[Records from a data source]
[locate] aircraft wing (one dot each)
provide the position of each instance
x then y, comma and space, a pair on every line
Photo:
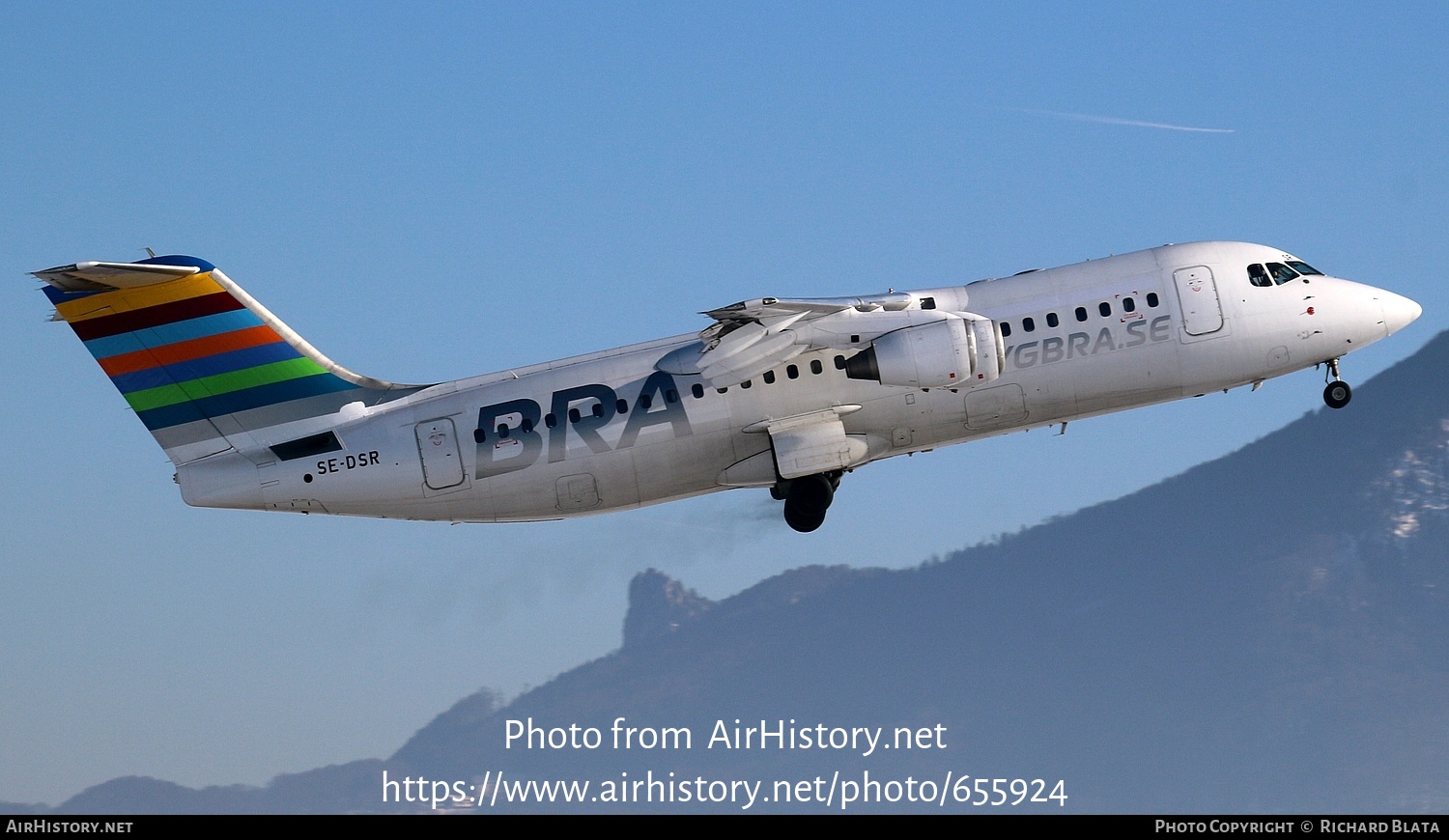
753, 336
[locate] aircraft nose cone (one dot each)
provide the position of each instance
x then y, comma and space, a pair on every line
1399, 312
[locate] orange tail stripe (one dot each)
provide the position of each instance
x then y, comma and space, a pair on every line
190, 350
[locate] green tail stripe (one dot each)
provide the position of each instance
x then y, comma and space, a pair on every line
222, 384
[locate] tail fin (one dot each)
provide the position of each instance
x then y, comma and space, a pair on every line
197, 358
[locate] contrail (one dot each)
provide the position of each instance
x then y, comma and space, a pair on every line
1122, 122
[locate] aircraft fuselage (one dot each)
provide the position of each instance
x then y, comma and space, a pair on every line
635, 426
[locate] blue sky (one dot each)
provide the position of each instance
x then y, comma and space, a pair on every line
429, 191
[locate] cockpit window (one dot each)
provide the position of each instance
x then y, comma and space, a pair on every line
1281, 272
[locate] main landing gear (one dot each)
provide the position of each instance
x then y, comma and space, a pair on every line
808, 498
1338, 393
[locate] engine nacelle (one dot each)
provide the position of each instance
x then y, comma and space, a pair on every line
956, 352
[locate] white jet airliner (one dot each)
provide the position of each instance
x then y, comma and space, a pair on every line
776, 393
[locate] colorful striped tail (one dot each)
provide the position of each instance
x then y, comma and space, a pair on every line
197, 358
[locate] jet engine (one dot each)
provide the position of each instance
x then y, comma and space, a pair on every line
956, 352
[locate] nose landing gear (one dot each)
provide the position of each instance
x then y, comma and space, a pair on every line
1338, 393
808, 498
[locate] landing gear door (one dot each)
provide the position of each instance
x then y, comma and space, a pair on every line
438, 446
1197, 294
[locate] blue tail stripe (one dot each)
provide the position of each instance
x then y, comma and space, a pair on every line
205, 367
171, 333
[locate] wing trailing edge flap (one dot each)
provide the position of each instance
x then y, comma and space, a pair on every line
813, 442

- **Brief**
Copy out all of the records above line by line without changing a word, but leave out the pictures.

- **Complete answer**
[locate] aircraft wing (one dot each)
provide the position of each instance
x then y, comma and space, a pair on every line
Photo:
753, 336
[locate] aircraft nose cone (one dot each)
provide the position of each instance
x then y, comma and space, a pair on every line
1399, 312
[locate] orange tail stripe (one dot each)
provide the position of each instance
x then y, comma and space, a pair on every line
190, 350
[locate] green tail stripe (one dot each)
provide the position of each instance
x then y, comma and space, a pair on every line
222, 384
[locate] tail fin (one dot each)
provide the position of each instance
x then y, comma and space, a pair on every line
197, 358
[locate] contrail (one dot each)
provide the position of each instance
x then y, comma and space, a pair on every line
1122, 122
[locate] aircraft fuselage (one dot each)
provide the position of each instance
x then y, comma and space, a pair on every line
635, 426
[locate] blue sky (one dot each)
provide the position of each instance
x then y, comma and space, a pair on every line
429, 191
[locate] cockpit window (one dot each)
provide the position of each instance
x then y, comma and space, a pair on every line
1281, 272
[locate] main landing gear (one dot each)
provide the position of each instance
x then y, comma and space, a pair on every line
808, 498
1338, 393
[locate] engine nacelle (one dot each)
provide the position of each instance
x then y, comma and space, a pair on every line
956, 352
[locate] white jet airliner (one dot each)
provide the position of each instance
x then y, comma and space, a pair on every line
776, 393
[locate] colorful striped tail (one dot each)
provide the position of each instance
x then y, comma and space, a pair on every line
197, 358
[locate] jet engine (one dot each)
provide the position of each instance
x then y, comma and space, a pair on every line
956, 352
[locate] nose landing gear (one dot each)
provide the position of each instance
x then y, comma and space, a pair on every line
1338, 393
808, 498
[locate] landing gear door (one dot each)
provide the position of each instance
x then y, comma and space, a pair on every line
438, 446
1197, 294
[locate] blue tail stripe (one dot each)
provide the position of each instance
x then y, comma and space, a pair on every line
205, 367
171, 333
[locate] wing trailing edge flap (one dot each)
provide the position of each instance
x then y, comma and space, a pair on every line
813, 442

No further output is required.